[THE INPUT start]

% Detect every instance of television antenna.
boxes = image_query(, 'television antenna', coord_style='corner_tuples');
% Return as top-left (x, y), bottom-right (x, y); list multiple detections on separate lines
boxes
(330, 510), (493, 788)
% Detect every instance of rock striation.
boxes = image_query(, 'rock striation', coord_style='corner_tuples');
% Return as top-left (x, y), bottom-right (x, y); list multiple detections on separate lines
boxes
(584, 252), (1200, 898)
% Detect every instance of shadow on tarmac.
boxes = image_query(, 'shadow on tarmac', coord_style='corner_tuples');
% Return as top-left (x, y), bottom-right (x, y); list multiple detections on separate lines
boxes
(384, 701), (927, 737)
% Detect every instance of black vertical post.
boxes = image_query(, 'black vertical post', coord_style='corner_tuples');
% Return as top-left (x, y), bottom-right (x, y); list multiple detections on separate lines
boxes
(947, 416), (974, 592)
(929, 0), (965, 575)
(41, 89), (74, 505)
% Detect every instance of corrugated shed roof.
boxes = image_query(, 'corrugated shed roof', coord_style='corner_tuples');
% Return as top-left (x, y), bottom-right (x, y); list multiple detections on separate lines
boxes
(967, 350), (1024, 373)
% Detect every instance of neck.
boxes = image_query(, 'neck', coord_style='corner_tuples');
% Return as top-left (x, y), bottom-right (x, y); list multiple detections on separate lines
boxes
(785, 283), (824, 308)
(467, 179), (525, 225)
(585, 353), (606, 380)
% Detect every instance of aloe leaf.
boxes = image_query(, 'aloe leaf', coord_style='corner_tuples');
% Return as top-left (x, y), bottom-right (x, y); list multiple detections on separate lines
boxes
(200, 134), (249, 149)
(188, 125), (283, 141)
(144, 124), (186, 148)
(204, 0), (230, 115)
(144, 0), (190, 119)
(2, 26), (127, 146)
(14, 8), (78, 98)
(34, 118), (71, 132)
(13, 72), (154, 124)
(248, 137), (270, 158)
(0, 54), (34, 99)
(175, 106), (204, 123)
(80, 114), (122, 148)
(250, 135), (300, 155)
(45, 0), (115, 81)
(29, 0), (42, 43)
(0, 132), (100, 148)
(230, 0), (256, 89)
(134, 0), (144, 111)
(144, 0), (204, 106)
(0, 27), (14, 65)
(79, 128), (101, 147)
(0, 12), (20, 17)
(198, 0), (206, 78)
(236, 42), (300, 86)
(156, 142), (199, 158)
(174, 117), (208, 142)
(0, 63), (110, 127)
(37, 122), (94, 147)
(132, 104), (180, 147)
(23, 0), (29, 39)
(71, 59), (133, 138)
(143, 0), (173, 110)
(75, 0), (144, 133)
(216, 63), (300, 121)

[THE INPUT end]

■ **WORK INSTRUCTIONS**
Rename "corner_tuples" to "corner_pairs" throughout the lines starting with the line that contains "of rock striation." and going on through the line that contains "(585, 353), (606, 380)". Give back only those lines, with nothing else changed.

■ **OUTPUT**
% Detect every instance of rock striation.
boxes = image_query(, 'rock striation', coord_style='corner_pairs');
% Return as top-left (x, y), bottom-right (x, y); list multiple detections on separate lines
boxes
(584, 252), (1200, 898)
% Detect every instance of shadow on tarmac.
boxes = image_query(, 'shadow on tarmac', coord_style='corner_pairs');
% Return as top-left (x, y), bottom-right (x, y); list multiple detections on separate lines
boxes
(384, 701), (927, 737)
% Detect every instance of black vertical post.
boxes = image_query(, 'black vertical post', coord_style='corner_pairs');
% Return as top-left (x, y), bottom-right (x, y); list multiple detections on separate lines
boxes
(947, 416), (974, 592)
(929, 0), (965, 575)
(41, 89), (74, 505)
% Detect every instance of corrugated shed roof.
boxes = image_query(, 'corrugated shed roof', coord_style='corner_pairs');
% Return as top-left (x, y), bottom-right (x, y); list multiple detections on separate lines
boxes
(967, 350), (1024, 373)
% Detect every instance of neck.
boxes = image_query(, 'neck', coord_style='corner_pairs');
% Return as top-left (x, y), bottom-right (x, y); list multiple detections on separate lines
boxes
(785, 283), (824, 308)
(467, 179), (525, 225)
(585, 353), (606, 380)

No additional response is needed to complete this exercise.